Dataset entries
+---+

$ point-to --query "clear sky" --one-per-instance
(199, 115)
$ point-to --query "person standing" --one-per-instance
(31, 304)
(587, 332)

+---+

◆ Aim of the task
The response has to contain every record shown above, unaltered and complete.

◆ Answer section
$ point-to --query "clear sky" --one-per-instance
(199, 115)
$ point-to --query "person standing" --one-per-instance
(31, 304)
(587, 332)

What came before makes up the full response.